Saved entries
--

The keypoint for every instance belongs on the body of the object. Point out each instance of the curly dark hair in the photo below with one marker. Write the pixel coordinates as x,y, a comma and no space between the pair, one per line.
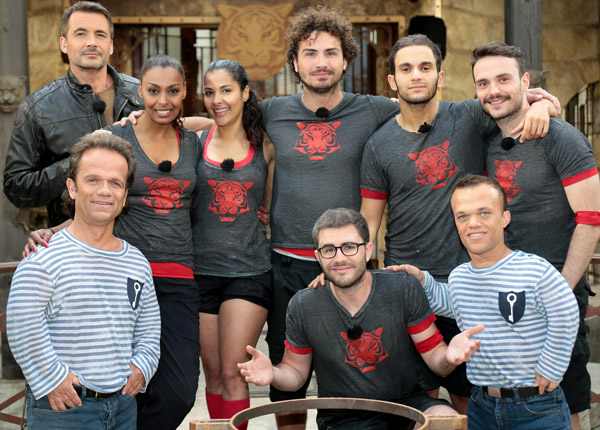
164,61
252,114
320,19
87,7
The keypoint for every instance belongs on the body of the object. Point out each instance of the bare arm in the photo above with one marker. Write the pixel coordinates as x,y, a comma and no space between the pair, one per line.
372,210
444,358
42,237
65,395
289,375
197,123
269,153
582,196
536,122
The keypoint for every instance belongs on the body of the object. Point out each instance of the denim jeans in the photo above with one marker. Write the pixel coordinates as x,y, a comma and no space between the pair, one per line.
548,411
117,412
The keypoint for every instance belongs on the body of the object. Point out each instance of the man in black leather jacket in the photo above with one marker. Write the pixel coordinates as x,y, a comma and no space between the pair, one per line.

--

Could you give all the records again, exactly, minus the pictures?

The keypoint for every instance belongs on the body of the object. Point out each instance of the curly dark hair in the photo below with one marker. Write the pixel coordinates as x,y, a comma and no space between the pair, one per line.
164,61
252,114
320,19
87,7
The keypoint for every instance belongs on the body of the object. Point out each instance of the bare arm in the photo above with one marker. Write the pixel coordinates as x,y, a comma and no space between the pair, one per line.
372,210
444,358
42,237
65,395
289,375
197,123
269,153
582,196
536,122
The keypoint for every instance belongs on the body of the object. Point out each instance of the denim jeans in the photo above with one marker. Write the pixel coordinates as x,y, a comma and no space between the pair, one per line.
548,411
117,412
The keypoint for every instance belongs on the body of the object. Point out each instance of the man in black leather jacket in the photo above with one marker. Write the pixel coordinates as x,y, a comma and no space between the pair, one per line.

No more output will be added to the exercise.